:: TASK MATERIAL ::
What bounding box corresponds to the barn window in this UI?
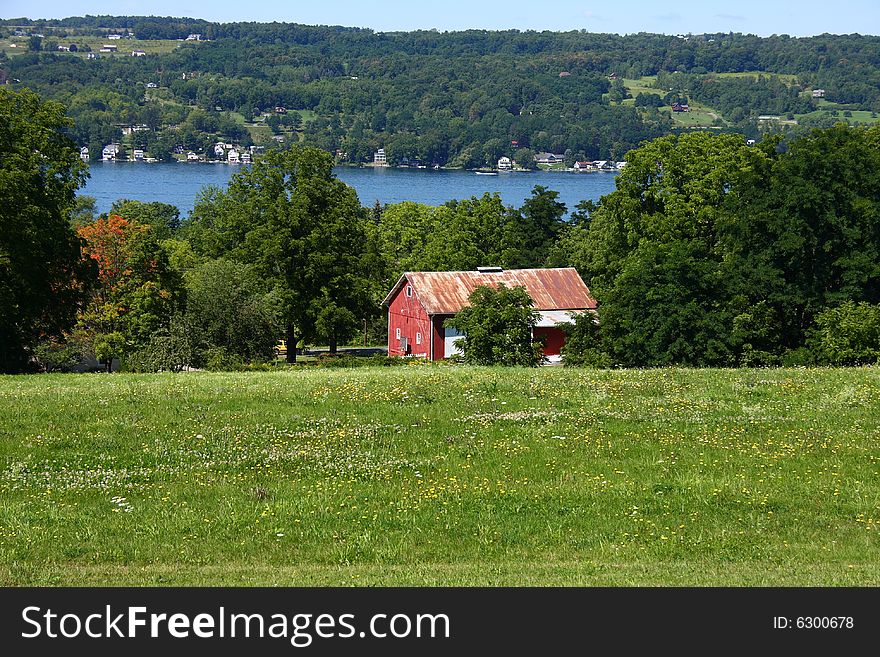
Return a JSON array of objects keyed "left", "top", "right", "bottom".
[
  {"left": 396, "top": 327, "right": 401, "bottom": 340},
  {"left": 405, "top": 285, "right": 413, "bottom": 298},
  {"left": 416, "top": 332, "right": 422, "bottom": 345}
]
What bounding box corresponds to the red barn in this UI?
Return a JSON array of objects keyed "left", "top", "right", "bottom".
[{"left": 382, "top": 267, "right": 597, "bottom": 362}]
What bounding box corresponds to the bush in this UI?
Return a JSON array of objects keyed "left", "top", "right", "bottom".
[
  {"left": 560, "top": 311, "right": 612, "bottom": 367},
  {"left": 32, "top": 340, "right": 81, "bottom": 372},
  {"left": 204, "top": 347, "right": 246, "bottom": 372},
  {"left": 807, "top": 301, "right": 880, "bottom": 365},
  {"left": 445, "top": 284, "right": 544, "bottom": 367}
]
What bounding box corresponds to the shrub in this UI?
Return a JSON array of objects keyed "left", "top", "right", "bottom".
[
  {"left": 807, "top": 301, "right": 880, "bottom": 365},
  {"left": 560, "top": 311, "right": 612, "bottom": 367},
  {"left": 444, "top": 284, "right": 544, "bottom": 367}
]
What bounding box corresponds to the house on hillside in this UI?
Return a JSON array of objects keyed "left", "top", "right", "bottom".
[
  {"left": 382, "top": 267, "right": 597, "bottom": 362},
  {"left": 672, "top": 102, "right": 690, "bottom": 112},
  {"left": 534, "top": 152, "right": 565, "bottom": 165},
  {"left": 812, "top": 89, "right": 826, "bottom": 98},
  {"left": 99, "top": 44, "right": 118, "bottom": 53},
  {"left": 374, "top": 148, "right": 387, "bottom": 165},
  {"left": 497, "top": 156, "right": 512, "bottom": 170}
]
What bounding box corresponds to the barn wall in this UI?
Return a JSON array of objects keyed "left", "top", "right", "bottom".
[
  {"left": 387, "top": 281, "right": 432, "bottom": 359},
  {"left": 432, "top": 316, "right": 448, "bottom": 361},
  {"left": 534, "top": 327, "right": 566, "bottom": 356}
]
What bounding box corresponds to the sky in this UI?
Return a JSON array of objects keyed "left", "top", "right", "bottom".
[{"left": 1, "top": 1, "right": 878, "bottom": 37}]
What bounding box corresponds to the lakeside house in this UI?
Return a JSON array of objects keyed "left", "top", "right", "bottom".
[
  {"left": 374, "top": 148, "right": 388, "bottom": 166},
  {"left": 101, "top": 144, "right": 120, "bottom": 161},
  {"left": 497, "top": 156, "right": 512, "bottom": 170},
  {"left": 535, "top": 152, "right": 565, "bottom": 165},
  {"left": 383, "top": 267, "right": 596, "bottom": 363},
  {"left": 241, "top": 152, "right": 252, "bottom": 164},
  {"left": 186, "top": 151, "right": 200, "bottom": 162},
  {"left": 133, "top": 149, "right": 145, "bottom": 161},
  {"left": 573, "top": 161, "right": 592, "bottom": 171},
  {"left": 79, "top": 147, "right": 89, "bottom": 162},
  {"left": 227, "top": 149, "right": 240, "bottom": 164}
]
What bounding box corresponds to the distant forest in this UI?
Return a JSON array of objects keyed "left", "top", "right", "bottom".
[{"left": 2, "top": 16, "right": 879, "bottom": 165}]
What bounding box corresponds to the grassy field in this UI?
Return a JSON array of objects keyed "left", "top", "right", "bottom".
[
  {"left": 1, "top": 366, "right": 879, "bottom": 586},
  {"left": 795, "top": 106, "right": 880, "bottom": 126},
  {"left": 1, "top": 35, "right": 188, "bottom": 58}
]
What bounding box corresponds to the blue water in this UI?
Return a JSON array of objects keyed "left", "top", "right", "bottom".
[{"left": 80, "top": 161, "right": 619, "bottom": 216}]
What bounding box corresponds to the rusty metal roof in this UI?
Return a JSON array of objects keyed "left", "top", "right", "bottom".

:: WHAT NEEDS TO BE DONE ::
Hand back the exact lines from the start of the entries to the line with "What bounding box corresponds to the house", both ends kept and pictures left out.

:: SOLUTION TO THIS PROBLEM ::
What bounding box corresponds to the barn window in this UI?
Return a JSON array of objects keyed "left", "top", "right", "bottom".
[
  {"left": 396, "top": 327, "right": 401, "bottom": 340},
  {"left": 405, "top": 285, "right": 413, "bottom": 298},
  {"left": 416, "top": 332, "right": 422, "bottom": 345}
]
What bounding box corresponds to the red barn in this UI?
Return a JSON array of objects keyed "left", "top", "right", "bottom".
[{"left": 382, "top": 267, "right": 597, "bottom": 362}]
What bounding box corresponds to the bush in this UI?
Return a JSON array of objects keyed "left", "top", "right", "bottom".
[
  {"left": 560, "top": 311, "right": 612, "bottom": 367},
  {"left": 32, "top": 340, "right": 81, "bottom": 372},
  {"left": 204, "top": 347, "right": 246, "bottom": 372},
  {"left": 807, "top": 301, "right": 880, "bottom": 365},
  {"left": 445, "top": 284, "right": 544, "bottom": 367}
]
What bounding box corresponds to the shrub in this UI?
Return a JSON array of objects keyed "left", "top", "right", "bottom".
[
  {"left": 807, "top": 301, "right": 880, "bottom": 365},
  {"left": 560, "top": 311, "right": 612, "bottom": 367},
  {"left": 444, "top": 284, "right": 544, "bottom": 367}
]
What bounding box corresponds to the house on hillside in this UI?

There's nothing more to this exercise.